━━━━━ Estratto del documento

Papa Francesco, oltre a riprendere la tradizionale condanna dell’idealismo, ha avuto la felicissima ed opportunissima idea pastorale di condannare anche lo gnosticismo, cosa finora mai fatta dal Magistero pontificio.

Quello che affascina i moderni nel pensiero idealista è l’apparenza di essere un pensiero critico, che supererebbe l’ingenuità del realismo medioevale. Sarebbe la cosiddetta «filosofia moderna» nata da Cartesio, la quale tutti noi oggi, a sentire gli idealisti, oggi i modernisti, dovremmo accogliere per essere «moderni», così come oggi usiamo il trattore e non più l’aratro, l’automobile e non più il calesse, l’aereo e non più la nave a vela, i capelli naturali e non più la parrucca. 

 

L’idea per Cartesio non è più ricavata dalla realtà esterna, come per Tommaso, ma è la realtà che è affermata in base all’idea, che quindi diventa l’oggetto primo dell’intelletto al posto dell’ente esterno. Da qui il termine «idealismo». E ciò vale per conseguenza anche per la questione dell’esistenza di Dio.

━━━━━━━━━━
━━━━━ Dati di partenza

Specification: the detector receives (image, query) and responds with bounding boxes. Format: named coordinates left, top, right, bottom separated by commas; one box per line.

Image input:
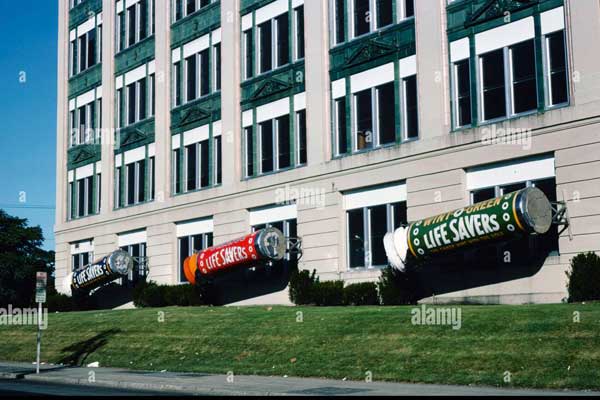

━━━━━━━━━━

● Istruzioni:
a. Rispondi a queste domande sul brano sull'idealismo:
(i) Oltre all'idealismo, che cosa ha condannato Papa Francesco?
(ii) Da quale filosofo sarebbe nata la cosiddetta «filosofia moderna»?
(iii) Per Tommaso, da che cosa è ricavata l'idea?
b. Trascrivi dal brano sull'idealismo, senza alcuna modifica, il passo che va da "Quello che affascina" fino a "dell’esistenza di Dio." compreso.
c. Prosegui il brano sull'idealismo, cominciando subito dopo la sua ultima frase.
I dati non servono per svolgere il lavoro.

● Risposte:
a.
(i) Lo gnosticismo.
(ii) Da Cartesio.
(iii) Dalla realtà esterna.

b.
Quello che affascina i moderni nel pensiero idealista è l’apparenza di essere un pensiero critico, che supererebbe l’ingenuità del realismo medioevale. Sarebbe la cosiddetta «filosofia moderna» nata da Cartesio, la quale tutti noi oggi, a sentire gli idealisti, oggi i modernisti, dovremmo accogliere per essere «moderni», così come oggi usiamo il trattore e non più l’aratro, l’automobile e non più il calesse, l’aereo e non più la nave a vela, i capelli naturali e non più la parrucca. 

 

L’idea per Cartesio non è più ricavata dalla realtà esterna, come per Tommaso, ma è la realtà che è affermata in base all’idea, che quindi diventa l’oggetto primo dell’intelletto al posto dell’ente esterno. Da qui il termine «idealismo». E ciò vale per conseguenza anche per la questione dell’esistenza di Dio.

c.
La dottrina della creazione suppone l’accettazione del principio di causalità efficiente e motrice, e quindi la distinzione dell’ente in potenza ed atto, nonché materia e forma. Invece l’idealismo pretende di spiegare il divenire e la storia con semplici schemi gnoseologico-logici, per esempio l’essere-apparire in Severino, la dialettica in Hegel. La creazione, per loro, non è altro che l’essere che appare come empiria o l’essere dialettico che si fa storia.